Pointing dataset entries:

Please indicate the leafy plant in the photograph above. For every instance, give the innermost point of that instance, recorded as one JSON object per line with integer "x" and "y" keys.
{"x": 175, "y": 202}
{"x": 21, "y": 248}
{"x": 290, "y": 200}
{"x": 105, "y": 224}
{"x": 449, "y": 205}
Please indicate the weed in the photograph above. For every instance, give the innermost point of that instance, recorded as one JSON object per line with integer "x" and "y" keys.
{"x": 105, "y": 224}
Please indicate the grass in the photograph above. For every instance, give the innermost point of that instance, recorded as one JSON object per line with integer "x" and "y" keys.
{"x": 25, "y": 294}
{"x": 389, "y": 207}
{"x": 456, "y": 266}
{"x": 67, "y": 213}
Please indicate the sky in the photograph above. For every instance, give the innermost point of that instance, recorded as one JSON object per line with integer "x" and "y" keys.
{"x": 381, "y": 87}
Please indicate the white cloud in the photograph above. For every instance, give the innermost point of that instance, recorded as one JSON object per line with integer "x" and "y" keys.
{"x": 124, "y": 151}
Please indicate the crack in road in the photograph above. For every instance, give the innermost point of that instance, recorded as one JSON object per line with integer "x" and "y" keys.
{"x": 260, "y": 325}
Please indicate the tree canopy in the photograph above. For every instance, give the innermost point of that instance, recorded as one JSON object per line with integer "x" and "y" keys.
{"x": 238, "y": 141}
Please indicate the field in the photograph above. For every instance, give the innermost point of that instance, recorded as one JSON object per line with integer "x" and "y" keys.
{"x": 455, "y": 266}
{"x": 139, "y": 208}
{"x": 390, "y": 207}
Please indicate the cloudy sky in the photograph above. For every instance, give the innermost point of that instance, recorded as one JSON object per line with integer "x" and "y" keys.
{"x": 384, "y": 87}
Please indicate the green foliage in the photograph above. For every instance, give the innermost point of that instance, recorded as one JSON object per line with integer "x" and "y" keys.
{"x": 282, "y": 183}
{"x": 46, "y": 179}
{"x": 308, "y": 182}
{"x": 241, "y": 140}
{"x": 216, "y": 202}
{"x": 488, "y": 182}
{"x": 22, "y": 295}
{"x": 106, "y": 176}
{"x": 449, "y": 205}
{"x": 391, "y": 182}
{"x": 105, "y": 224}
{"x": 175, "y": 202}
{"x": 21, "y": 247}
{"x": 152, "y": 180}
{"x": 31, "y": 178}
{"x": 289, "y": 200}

YOUR OBJECTIVE:
Edit every entry so that "innermost point" reads "central point", and keep every other part of the lines the same.

TASK OUTPUT:
Please indicate the leafy plant in the photograph above. For every instance, give the central point of that instance, recorded as one JSON object per line with integer "x" and "y" keys.
{"x": 175, "y": 202}
{"x": 21, "y": 248}
{"x": 290, "y": 200}
{"x": 105, "y": 224}
{"x": 449, "y": 205}
Please indicate the weed in the photograph above. For every instance, give the central point of that instance, recorded as one JSON object per line with integer "x" and "y" keys.
{"x": 105, "y": 224}
Please indicate the grass in the photograph above. For every instance, give the central point of that instance, recorded as one JSON object per line with integer "x" and "y" keys.
{"x": 25, "y": 294}
{"x": 389, "y": 207}
{"x": 456, "y": 266}
{"x": 67, "y": 213}
Please indicate the sky in the photograph above. For every instance, give the central point of that instance, recorded as one JSON object per line with integer "x" and "y" keys.
{"x": 381, "y": 87}
Please indicate the white cloud in the photograph above. For every instance, give the central point of that instance, recorded as one JSON object per line with integer "x" and "y" keys.
{"x": 124, "y": 151}
Please indicate the crack in road in the photograph above. For every instance, give the central point of that instance, recorded as one JSON object per line with integer "x" and "y" keys.
{"x": 260, "y": 325}
Please indicate the tree canopy in the photograph above. For every instance, give the central point of that instance, recorded as one JSON object per line with integer "x" and "y" keys.
{"x": 238, "y": 141}
Please indicate the field in the photograph above. For every instance, give the central point of that instance, recorded as one JSON object per line with integer "x" and "y" keys.
{"x": 455, "y": 266}
{"x": 139, "y": 208}
{"x": 390, "y": 207}
Please indicate the cloudy sky in the photograph above. For every instance, give the central point of that instance, recorded as one JSON object per line with integer "x" and "y" keys.
{"x": 384, "y": 87}
Please indicate the green foliage in the photograph above. For every instance, give the central point of that instance, recorded as one JSON object per line with integer "x" and "y" keys.
{"x": 282, "y": 183}
{"x": 46, "y": 179}
{"x": 308, "y": 182}
{"x": 241, "y": 140}
{"x": 216, "y": 202}
{"x": 488, "y": 182}
{"x": 22, "y": 295}
{"x": 106, "y": 176}
{"x": 449, "y": 205}
{"x": 391, "y": 182}
{"x": 105, "y": 224}
{"x": 175, "y": 202}
{"x": 21, "y": 247}
{"x": 152, "y": 180}
{"x": 31, "y": 178}
{"x": 289, "y": 200}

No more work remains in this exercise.